## start GIVEN PASSAGE

I last left y'all at the Redwoods, which now seem like a long time ago. Since then, we have seen towering rock faces, the largest living face in the world and many friendly faces, not to mention the enormous inverted face of the Grand Canyon. We'll start with the rock faces.
Yosemite, like Amber said is a seriously crowded place, especially during the end of summer when everyone is trying to get in their last second summer kicks before their kids have to go off to school. Nevertheless, it is stunning. Even before you enter the park proper there is a very senic drive on which you see a gorgeous river winding to your right and many view points that overlook smaller valleys. However, there is nothing like the blast to the eyes you get from that first view of the Yosemite Valley. All around you are enourmous monoliths looming in grandeur. At any time of day some of these are bathed in light in a most splendid way. Of course, in the valley are vast multitudes of people swarming everywhere, but if you keep your eyes up it is easy to forget this in the sheer beauty that captures you.

## end GIVEN PASSAGE

WRITTEN TASK: Write the next part of the Yosemite travel account, starting after its final sentence. The material that comes next is separate from this travel account.

## start RAW DATA

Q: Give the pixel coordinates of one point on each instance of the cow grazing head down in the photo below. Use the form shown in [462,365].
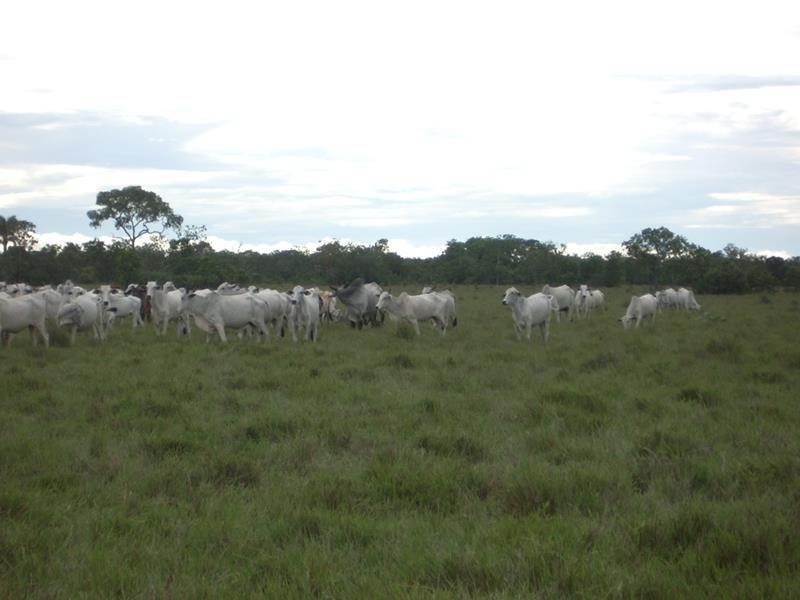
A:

## end RAW DATA

REPLY TO THE TASK:
My favorite spot in the valley was the Yosemite Fall. It is the largest waterfall in North America and truely wonderous to behold. The waterfall itself is divided into two sections by a large cliff. The lower fall is accessible from the valley and there are many rocks to climb all over to get to the base. That part was really fun. Often Amber has commented to me that she wishes there were adult playgrounds, and the climb to the base of the waterfall is pretty much just that. At the base of the Lower Fall, there is a nice pool of crystal clear water where a few daring people can be seen swimming (it is icey cold). On my hike day I took a trail to a view of the Upper Fall. Although it is best seen in springtime when the water gushes spectacularly, the view of it in the summer is nonetheless quite breathtaking.
|The Lower Yosemite Falls|
The last stop in Yosemite was the Mariposa Grove of the giant Sequoia trees. We spent just and afternoon here, mostly to see the General Sherman Tree, the largest tree in the world. All I can really say about this tree is that is incredibly huge. Apparently it grows enough new wood every year to constitute a normal size adult tree of other varieties. The sequoias in general are a marvel in that they are some of the oldest living beings on the planet. Their superior bark and chemical makeup essentially makes them immortal. The only weakness they have is a shallow root system which makes them vulnerable to toppling over. But, honestly, I'd like to see someone just try to push over one of these behemoths!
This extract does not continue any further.